Task to carry out — The listing beneath should be written out in full, exactly as shown.

Records provided —

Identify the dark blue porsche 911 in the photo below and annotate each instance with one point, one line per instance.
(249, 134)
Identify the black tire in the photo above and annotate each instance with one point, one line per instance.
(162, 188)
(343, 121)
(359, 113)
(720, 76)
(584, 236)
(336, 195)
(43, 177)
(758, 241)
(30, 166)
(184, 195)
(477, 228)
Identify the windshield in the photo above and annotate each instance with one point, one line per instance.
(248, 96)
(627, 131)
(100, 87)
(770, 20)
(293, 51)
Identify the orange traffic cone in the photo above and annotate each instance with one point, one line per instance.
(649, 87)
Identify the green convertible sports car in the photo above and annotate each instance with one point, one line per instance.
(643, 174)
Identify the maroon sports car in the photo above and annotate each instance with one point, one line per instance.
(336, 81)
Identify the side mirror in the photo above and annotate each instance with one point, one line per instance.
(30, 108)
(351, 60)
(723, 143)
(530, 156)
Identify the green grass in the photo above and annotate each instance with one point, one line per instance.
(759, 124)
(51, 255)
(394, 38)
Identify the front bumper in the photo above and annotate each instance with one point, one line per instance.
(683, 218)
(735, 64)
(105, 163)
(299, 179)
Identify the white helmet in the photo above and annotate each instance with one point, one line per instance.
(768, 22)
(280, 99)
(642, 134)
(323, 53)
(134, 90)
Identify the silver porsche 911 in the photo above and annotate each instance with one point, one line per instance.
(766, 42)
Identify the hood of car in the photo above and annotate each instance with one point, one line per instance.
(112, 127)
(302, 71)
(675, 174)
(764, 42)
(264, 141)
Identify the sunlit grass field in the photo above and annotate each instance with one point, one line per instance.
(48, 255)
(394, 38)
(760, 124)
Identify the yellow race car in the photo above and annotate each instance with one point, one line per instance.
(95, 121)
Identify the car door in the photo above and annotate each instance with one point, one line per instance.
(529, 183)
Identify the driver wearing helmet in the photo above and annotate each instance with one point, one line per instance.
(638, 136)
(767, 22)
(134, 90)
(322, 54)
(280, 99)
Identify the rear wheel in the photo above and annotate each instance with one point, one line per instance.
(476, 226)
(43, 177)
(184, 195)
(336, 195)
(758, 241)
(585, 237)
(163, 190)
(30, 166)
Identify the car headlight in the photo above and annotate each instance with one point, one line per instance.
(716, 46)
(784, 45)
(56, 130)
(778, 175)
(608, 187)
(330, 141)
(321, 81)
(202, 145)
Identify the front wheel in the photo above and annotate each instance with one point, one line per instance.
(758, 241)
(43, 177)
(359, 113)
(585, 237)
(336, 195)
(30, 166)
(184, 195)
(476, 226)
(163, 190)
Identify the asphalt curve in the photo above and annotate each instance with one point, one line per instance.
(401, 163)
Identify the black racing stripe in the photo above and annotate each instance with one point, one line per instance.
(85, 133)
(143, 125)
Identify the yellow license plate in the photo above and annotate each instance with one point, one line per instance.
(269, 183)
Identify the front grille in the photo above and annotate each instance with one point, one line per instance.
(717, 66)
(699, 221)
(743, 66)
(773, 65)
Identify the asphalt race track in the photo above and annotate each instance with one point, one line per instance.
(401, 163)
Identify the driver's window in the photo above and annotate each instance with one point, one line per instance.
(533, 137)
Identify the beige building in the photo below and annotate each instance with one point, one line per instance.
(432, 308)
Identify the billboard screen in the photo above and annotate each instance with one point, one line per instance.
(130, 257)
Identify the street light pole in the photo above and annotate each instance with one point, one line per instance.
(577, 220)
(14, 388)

Written answer —
Identify the dark blue porsche 911 in the photo below and annotate each instance with one point, one line per instance.
(249, 134)
Identify the black tire in the photo above and annotate each instance with one point, one line per instance.
(162, 188)
(343, 121)
(359, 113)
(720, 76)
(584, 236)
(336, 195)
(43, 177)
(758, 241)
(30, 166)
(184, 195)
(477, 228)
Identify the windshield in the photo above and annotate each instance with one point, one line per instance.
(248, 96)
(627, 131)
(100, 87)
(770, 20)
(293, 51)
Identify the orange traffic cone in the photo above and annotate each instance with one point, one line per instance.
(649, 87)
Identify the green convertible sports car in the photo above and annotate each instance with one point, one line per instance.
(643, 174)
Identify the maroon sports car in the photo above and annotate each instance with one point, one line per instance.
(336, 81)
Identify the side mirror in the photo above and annotate each instance with one point, one line per instance.
(30, 108)
(351, 60)
(723, 143)
(530, 156)
Identify the green grass in the photo above and annotate each instance with one point, one line per instance.
(759, 124)
(51, 255)
(394, 38)
Identify the front bumper in the photo above and annotate each instance with one point, one line per instance.
(683, 218)
(735, 64)
(105, 163)
(299, 179)
Identify the white helmet in the photo above and annotate each instance with one point, one line per instance.
(768, 22)
(280, 99)
(642, 134)
(323, 53)
(134, 90)
Identify the silver porsche 911 in the photo above and annotate each instance with one point, one line per instance.
(766, 42)
Identify the hood of car in the photo above and annotate each instance with one point, one line per instance.
(112, 127)
(302, 71)
(675, 174)
(764, 42)
(264, 141)
Identify the sunlit grass field in the photo above and annotate each instance with one point, one line per instance.
(48, 255)
(394, 38)
(760, 124)
Identify the yellow race car in the photo above and annotate each instance with one point, one line per instance.
(95, 121)
Identify the car door in the photo above and annotate each instance with one point, one line per instance.
(529, 183)
Identify the driver wearing helmet in the photo above and annotate each instance with one point, one line per instance.
(638, 136)
(767, 22)
(134, 90)
(322, 54)
(280, 99)
Identify the rear wheel in the photo above and annotate each instance with one point, one line per instance.
(476, 226)
(43, 177)
(184, 195)
(336, 195)
(758, 241)
(585, 237)
(163, 190)
(30, 166)
Identify the car headlight in the photo above and annotate each instance with one point, one line per instance.
(716, 46)
(784, 45)
(56, 130)
(778, 175)
(608, 187)
(330, 141)
(321, 81)
(202, 145)
Identify the front wheel in the photo above and annotate each instance with one point, one line per instance.
(758, 241)
(43, 177)
(359, 113)
(585, 237)
(336, 195)
(30, 166)
(184, 195)
(476, 226)
(163, 190)
Identify the asphalt curve in the photo above and annotate each instance with one point, one line per instance.
(401, 163)
Identify the black racing stripe in the photo above and annotate each instance with one point, one line per instance.
(85, 133)
(143, 125)
Identify the yellow license plate in the photo above and annotate each instance with one point, one line per instance.
(269, 183)
Identify the front grille in the photo above and annotate each instance with one point, one line per instance.
(717, 66)
(699, 221)
(743, 66)
(773, 65)
Identify the asphalt race track in the photo above and annotate each instance with one point, one line per instance.
(401, 163)
Identify the driver's window in the photo above and annotate each instance with one point, one line per instance.
(533, 137)
Identify the beige building in the photo below and annotate each instance with one point, one line per instance.
(432, 308)
Identify the billboard screen in the photo above and annotate each instance with one point, one line per instance.
(130, 257)
Identify the street light pole in the photo above and annotate each instance with one point, one line per instance.
(577, 220)
(14, 388)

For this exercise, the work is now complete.